SOURCE PASSAGE:
Reading/Publication Party for Raven Chronicles Vol. 25: Balancing Acts

RAVEN CHRONICLES PRESS & BookTree, an Independent Bookstore present

A Reading & Reception for Raven Chronicles Journal Vol. 25: Balancing Acts

February 17, 2018, Saturday,  6:15-7:30pm Free
BookTree Bookstore, 609 Market Street, Kirkland, WA 98033, 425-202-7791

Readings by:

MC: Paul Hunter, Luther Allen, Ed Harkness, Alicia Hokanson,
Thomas Hubbard, Jill McCabe Johnson, Jed Myers, Mary Ellen Talley

Join us for an Open Mic to follow the reading, 7:30-8:20pm.


Luther Allen writes poems and designs buildings from Sumas Mountain, Washington. He facilitates SpeakEasy, a community poetry reading series in Bellingham, Washington, and is co-editor of Noisy Water, a poetry anthology featuring local Whatcom County poets. His collection of poems, The View from Lummi Island, can be found at http://othermindpress.wordpress.com. His work appears in three recent anthologies: WA 129 (an anthology of poems from Washington poets, edited by Tod Marshall), Refugium, and Poetry of the American Southwest, Volume 3.

Entries taken from a collection:

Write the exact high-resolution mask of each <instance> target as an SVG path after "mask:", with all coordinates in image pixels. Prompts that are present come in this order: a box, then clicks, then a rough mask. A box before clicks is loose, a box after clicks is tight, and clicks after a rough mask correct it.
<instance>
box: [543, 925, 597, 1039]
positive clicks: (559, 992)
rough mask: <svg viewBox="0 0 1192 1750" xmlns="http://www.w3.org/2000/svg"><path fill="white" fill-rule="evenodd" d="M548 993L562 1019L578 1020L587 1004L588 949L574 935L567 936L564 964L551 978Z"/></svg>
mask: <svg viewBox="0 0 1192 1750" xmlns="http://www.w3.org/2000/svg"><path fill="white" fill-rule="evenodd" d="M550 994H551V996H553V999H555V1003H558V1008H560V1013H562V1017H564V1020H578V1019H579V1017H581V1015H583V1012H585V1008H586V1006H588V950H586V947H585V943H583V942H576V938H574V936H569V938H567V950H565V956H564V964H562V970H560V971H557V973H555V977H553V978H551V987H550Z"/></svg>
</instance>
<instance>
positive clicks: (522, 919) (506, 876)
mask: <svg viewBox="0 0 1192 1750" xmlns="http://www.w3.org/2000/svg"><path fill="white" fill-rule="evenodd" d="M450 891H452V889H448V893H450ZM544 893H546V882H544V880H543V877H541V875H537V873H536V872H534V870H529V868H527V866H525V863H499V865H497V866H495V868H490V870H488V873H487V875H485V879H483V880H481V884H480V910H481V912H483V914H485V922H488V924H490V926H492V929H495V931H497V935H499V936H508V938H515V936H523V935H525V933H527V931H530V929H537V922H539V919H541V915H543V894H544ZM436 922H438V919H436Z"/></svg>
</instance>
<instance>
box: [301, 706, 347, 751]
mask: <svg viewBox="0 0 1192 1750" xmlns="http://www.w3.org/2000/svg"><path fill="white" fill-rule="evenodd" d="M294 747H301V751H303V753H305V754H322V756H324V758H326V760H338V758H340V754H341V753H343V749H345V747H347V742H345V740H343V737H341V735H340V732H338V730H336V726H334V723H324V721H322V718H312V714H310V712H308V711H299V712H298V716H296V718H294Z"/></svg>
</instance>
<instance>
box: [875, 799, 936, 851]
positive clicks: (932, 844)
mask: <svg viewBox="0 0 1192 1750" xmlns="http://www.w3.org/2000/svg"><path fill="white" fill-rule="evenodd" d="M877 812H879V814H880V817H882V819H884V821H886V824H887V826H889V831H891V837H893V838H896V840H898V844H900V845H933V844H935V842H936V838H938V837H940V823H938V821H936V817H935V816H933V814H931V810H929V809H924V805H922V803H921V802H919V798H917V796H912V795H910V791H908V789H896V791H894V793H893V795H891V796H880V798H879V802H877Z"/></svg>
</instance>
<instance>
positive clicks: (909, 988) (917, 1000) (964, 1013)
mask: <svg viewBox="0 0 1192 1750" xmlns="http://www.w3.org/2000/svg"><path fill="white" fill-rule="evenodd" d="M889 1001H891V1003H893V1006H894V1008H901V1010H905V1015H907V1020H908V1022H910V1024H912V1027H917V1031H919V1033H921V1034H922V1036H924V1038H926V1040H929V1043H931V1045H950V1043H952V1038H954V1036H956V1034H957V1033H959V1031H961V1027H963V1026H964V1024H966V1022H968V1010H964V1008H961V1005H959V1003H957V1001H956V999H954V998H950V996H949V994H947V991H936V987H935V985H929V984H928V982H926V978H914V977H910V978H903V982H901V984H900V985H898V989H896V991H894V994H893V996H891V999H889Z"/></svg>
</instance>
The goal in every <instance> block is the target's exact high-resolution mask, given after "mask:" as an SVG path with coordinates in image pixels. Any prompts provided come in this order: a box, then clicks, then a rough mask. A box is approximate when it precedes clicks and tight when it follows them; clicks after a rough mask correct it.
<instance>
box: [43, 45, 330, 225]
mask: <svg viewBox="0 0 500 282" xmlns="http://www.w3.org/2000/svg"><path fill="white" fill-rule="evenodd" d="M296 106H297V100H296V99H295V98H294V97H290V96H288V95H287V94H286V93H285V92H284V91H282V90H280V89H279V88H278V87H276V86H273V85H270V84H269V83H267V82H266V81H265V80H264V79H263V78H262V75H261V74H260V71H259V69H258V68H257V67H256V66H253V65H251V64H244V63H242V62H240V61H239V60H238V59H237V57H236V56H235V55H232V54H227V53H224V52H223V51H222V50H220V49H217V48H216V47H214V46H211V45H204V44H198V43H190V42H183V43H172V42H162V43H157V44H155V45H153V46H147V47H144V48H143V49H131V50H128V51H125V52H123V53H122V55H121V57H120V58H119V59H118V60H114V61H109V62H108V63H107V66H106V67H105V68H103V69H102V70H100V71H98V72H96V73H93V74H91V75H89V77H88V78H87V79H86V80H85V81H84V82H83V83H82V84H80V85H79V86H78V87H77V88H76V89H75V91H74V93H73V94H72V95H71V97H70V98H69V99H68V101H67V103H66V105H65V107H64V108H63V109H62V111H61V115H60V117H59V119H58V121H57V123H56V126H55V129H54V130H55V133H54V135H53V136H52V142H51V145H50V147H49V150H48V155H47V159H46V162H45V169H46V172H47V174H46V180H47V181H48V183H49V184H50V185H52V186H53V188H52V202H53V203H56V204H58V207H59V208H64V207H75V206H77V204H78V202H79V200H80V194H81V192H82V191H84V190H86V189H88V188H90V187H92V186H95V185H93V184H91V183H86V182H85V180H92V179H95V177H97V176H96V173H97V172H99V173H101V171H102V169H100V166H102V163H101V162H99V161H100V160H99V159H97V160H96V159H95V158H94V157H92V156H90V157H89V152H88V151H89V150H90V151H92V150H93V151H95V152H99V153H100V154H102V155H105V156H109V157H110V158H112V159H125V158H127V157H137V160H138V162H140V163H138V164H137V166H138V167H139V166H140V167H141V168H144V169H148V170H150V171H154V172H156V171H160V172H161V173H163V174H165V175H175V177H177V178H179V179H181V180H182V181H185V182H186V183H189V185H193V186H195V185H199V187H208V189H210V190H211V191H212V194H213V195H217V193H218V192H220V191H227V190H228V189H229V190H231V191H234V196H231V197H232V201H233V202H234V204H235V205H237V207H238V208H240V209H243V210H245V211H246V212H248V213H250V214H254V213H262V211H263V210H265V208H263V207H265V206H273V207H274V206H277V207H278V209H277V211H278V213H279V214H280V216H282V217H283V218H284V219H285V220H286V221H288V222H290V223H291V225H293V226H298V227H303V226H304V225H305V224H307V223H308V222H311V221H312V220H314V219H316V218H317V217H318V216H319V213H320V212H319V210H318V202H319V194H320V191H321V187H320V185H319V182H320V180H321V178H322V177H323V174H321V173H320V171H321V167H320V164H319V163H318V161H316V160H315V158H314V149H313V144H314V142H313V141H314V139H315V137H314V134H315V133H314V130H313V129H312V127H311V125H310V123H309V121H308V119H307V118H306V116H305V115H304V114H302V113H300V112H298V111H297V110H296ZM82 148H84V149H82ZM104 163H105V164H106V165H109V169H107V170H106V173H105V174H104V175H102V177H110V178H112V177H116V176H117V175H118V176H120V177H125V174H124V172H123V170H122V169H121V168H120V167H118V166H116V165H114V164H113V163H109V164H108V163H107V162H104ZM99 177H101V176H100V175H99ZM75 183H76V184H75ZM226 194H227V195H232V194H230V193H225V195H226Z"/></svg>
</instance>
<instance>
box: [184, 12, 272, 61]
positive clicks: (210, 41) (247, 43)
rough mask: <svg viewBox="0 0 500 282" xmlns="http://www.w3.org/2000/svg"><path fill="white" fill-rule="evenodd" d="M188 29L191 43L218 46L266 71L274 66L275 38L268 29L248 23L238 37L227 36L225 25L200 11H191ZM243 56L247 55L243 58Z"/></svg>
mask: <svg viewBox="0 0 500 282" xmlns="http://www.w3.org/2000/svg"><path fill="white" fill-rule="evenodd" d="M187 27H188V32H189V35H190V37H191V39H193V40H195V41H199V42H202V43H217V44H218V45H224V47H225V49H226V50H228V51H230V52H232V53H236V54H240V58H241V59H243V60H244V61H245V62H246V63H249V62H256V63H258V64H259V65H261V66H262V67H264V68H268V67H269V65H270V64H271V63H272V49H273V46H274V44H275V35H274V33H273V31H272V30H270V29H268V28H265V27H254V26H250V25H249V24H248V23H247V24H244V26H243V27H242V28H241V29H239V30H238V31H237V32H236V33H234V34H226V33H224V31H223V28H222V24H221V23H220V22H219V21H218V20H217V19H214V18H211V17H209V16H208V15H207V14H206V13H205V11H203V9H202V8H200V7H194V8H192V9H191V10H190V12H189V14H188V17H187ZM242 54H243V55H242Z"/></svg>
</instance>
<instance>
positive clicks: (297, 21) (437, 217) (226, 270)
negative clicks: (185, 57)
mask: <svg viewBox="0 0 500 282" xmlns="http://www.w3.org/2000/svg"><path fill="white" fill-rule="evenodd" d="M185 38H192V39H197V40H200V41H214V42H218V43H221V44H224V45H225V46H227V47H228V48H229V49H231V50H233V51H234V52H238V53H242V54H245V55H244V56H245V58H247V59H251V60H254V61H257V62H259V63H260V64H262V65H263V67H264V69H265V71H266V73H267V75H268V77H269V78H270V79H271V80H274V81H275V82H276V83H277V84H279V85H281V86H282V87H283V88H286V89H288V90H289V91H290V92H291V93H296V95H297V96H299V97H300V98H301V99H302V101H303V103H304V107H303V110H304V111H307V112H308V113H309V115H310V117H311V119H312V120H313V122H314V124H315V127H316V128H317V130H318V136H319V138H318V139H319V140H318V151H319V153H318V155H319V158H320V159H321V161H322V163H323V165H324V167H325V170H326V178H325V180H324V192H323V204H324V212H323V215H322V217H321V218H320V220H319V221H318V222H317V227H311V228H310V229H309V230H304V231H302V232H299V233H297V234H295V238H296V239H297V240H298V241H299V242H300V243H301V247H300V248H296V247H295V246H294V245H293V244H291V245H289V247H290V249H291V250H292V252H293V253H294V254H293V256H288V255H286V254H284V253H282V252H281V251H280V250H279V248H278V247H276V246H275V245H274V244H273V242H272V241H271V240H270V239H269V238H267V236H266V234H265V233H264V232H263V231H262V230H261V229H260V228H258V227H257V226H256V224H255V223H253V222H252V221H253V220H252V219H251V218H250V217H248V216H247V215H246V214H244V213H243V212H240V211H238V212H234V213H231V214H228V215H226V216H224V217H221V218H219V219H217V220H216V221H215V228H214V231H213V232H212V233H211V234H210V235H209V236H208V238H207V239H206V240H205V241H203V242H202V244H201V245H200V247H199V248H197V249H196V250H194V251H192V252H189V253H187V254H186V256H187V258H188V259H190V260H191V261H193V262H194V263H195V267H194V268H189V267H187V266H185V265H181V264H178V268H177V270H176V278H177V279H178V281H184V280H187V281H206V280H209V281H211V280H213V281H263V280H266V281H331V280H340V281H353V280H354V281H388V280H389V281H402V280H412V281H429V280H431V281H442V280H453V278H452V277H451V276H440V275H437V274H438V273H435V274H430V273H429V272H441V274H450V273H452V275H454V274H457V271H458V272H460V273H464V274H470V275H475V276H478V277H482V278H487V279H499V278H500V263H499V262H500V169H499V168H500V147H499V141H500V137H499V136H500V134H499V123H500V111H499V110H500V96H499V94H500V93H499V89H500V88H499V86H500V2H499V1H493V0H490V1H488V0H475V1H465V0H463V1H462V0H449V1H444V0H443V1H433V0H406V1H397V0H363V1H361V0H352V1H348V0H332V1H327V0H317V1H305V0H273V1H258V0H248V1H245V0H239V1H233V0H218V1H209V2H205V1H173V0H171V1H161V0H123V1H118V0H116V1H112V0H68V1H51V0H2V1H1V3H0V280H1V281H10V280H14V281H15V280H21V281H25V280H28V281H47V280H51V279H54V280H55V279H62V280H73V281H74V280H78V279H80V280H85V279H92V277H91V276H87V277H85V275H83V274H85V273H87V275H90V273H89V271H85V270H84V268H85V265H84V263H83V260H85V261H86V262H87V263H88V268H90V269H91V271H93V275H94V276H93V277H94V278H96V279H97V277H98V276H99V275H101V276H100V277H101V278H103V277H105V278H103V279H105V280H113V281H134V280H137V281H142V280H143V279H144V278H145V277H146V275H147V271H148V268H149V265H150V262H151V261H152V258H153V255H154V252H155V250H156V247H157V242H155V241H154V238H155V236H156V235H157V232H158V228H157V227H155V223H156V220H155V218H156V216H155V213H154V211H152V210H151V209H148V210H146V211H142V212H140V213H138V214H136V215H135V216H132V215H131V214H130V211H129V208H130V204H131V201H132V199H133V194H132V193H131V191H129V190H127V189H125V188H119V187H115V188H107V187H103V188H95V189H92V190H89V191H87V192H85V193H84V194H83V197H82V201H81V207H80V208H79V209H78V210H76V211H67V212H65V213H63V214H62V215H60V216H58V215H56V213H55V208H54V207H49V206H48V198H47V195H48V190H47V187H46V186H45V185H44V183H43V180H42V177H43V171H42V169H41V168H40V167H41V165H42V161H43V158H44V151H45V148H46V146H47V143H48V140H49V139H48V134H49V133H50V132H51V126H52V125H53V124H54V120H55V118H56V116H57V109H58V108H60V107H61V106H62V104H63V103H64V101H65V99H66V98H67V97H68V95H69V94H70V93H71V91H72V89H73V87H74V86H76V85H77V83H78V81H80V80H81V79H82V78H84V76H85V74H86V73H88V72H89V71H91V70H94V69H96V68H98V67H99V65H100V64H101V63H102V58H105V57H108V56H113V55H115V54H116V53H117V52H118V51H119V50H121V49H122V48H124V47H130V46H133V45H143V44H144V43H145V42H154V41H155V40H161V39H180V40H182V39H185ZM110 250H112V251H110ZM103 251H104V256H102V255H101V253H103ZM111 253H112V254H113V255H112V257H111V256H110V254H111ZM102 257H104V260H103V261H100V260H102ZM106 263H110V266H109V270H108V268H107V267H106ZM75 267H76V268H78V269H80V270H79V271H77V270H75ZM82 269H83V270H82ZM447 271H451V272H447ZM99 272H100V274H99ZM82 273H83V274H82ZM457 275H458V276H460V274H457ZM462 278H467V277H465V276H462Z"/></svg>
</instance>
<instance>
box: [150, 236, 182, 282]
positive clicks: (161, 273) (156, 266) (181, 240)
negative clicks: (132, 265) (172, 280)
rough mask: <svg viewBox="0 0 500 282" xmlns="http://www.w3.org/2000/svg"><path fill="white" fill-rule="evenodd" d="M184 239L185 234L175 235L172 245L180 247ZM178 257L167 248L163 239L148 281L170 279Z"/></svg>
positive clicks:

EXERCISE DESCRIPTION: Write out the Raven Chronicles reading announcement at the top of the page in full, word for word.

EXERCISE OUTPUT:
Reading/Publication Party for Raven Chronicles Vol. 25: Balancing Acts

RAVEN CHRONICLES PRESS & BookTree, an Independent Bookstore present

A Reading & Reception for Raven Chronicles Journal Vol. 25: Balancing Acts

February 17, 2018, Saturday,  6:15-7:30pm Free
BookTree Bookstore, 609 Market Street, Kirkland, WA 98033, 425-202-7791

Readings by:

MC: Paul Hunter, Luther Allen, Ed Harkness, Alicia Hokanson,
Thomas Hubbard, Jill McCabe Johnson, Jed Myers, Mary Ellen Talley

Join us for an Open Mic to follow the reading, 7:30-8:20pm.


Luther Allen writes poems and designs buildings from Sumas Mountain, Washington. He facilitates SpeakEasy, a community poetry reading series in Bellingham, Washington, and is co-editor of Noisy Water, a poetry anthology featuring local Whatcom County poets. His collection of poems, The View from Lummi Island, can be found at http://othermindpress.wordpress.com. His work appears in three recent anthologies: WA 129 (an anthology of poems from Washington poets, edited by Tod Marshall), Refugium, and Poetry of the American Southwest, Volume 3.